Textile machinery imports increased by 35 percent during July-February 2017 compared to the previous year and yet exports of this sector are continuously declining thus the assumption is that the machinery imported is either for replacement as opposed to capacity enhancement – a decision taken by the exporters this year as an overvalued rupee makes imports attractive. Exports on the other hand have been consistently declining since 2014-15. In May 2017, there was a further decline relative to April – to 1627 million dollars from 1805 million dollars in April. The Commerce Ministry claimed that the decline was due to the 10-day transporters strike in Karachi, however, exporters dismissed this claim arguing that after ten days all export items were lifted and hence the port protest did not have any impact on total exports for the month.
Is there a single factor that accounts for a rise in imports and a decline in exports? An overvalued rupee makes exports uncompetitive in the international market and imports attractive. Exporters also insist that (i) routine delays in refunds create liquidity issues for them prompting them to borrow from the market which in turn raises their costs of production even further; (ii) the high costs of doing business in Pakistan with electricity, transport charges higher here than in other regional countries; and (iii) law and order problems.

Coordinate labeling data
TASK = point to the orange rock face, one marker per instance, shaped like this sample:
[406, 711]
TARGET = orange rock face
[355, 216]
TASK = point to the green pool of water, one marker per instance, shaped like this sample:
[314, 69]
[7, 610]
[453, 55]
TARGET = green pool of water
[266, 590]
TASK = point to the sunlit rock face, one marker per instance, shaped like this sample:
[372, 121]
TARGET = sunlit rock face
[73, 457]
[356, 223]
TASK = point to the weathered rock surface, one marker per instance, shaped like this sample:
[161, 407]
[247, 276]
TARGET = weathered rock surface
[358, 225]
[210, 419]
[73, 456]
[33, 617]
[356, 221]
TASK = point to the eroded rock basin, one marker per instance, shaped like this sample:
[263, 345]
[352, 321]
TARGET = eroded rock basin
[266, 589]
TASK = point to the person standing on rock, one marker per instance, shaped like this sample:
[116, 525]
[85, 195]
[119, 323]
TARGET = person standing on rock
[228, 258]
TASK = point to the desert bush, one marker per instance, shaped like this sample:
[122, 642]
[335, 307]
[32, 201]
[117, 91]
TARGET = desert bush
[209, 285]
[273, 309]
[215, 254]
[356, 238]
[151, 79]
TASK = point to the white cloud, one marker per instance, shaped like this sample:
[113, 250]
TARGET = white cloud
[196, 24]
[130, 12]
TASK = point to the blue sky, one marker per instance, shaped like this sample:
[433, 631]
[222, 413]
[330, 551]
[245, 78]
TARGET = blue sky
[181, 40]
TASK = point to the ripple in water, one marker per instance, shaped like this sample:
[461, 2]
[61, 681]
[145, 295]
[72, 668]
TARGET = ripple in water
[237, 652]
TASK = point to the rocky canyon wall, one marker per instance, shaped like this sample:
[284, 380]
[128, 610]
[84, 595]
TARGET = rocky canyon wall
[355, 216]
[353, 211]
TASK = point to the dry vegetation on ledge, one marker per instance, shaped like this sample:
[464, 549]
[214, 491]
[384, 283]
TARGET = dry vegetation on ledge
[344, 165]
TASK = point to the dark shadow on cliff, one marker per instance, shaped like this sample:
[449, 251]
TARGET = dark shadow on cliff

▶ _Written task A_
Please reproduce the passage on Pakistan's textile imports and exports verbatim, from "Textile machinery imports" up to and including "for the month.".
▶ _Written task B_
Write the next part of the passage on Pakistan's textile imports and exports, picking up right after its final sentence.

▶ _Expected output A_
Textile machinery imports increased by 35 percent during July-February 2017 compared to the previous year and yet exports of this sector are continuously declining thus the assumption is that the machinery imported is either for replacement as opposed to capacity enhancement – a decision taken by the exporters this year as an overvalued rupee makes imports attractive. Exports on the other hand have been consistently declining since 2014-15. In May 2017, there was a further decline relative to April – to 1627 million dollars from 1805 million dollars in April. The Commerce Ministry claimed that the decline was due to the 10-day transporters strike in Karachi, however, exporters dismissed this claim arguing that after ten days all export items were lifted and hence the port protest did not have any impact on total exports for the month.

▶ _Expected output B_
Remittances are also declining as Gulf countries are in the grip of a recession. So how is the government meeting its current account deficit? The SBP report claims that “the external inflows in the country have been sufficient to finance the current account deficit so far. More importantly, the current level of SBP’s foreign exchange reserves can comfortably finance more than five months of imports.” Sadly, the SBP did not deem it politic to state that the reserves it holds are largely debt enhancing and therefore did not highlight the unsustainability of this policy though it did state, as quoted above, that imports need to be contained within sustainable levels.
To conclude, it is unfortunate that no one who draws a salary from our tax rupees is willing to challenge the Federal Finance Minister’s view of the performance of the economy – a view from specially prepared rose coloured glasses. This is unfortunate and would make the job of his successor extremely difficult, even if Dar succeeds himself – a distinct possibility in the event of a PML-N electoral victory.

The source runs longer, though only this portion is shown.